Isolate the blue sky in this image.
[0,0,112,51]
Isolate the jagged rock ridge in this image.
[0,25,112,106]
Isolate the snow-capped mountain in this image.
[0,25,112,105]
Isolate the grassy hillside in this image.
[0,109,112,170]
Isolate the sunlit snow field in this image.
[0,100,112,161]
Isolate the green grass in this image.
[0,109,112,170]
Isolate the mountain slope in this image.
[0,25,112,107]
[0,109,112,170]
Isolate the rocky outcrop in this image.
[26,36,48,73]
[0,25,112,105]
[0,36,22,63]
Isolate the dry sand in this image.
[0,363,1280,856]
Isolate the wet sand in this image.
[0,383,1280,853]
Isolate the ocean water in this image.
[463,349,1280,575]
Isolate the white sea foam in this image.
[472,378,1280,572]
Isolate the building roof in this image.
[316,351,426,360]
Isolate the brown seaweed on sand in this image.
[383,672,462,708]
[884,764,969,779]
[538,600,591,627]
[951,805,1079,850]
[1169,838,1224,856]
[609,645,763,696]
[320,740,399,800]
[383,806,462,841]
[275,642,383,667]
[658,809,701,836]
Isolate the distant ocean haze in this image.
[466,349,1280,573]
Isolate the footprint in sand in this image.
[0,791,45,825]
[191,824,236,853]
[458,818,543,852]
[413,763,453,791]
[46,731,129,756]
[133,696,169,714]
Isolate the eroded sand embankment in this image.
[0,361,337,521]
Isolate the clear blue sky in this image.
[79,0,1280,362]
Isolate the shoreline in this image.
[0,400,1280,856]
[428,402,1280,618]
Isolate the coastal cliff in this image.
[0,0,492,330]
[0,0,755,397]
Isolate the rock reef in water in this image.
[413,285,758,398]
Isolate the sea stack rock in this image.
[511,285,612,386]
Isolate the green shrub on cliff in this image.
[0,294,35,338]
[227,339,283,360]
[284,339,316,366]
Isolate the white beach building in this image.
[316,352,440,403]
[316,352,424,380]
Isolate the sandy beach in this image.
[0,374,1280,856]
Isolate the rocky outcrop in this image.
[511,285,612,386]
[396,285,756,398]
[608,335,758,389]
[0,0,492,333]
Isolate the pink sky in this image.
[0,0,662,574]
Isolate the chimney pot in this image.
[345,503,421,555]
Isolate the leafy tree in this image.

****

Extract each line of the records that contains the word "cliff", and copy those lines in full.

Isolate the coastal cliff in this image.
Isolate the green shrub on cliff in this image.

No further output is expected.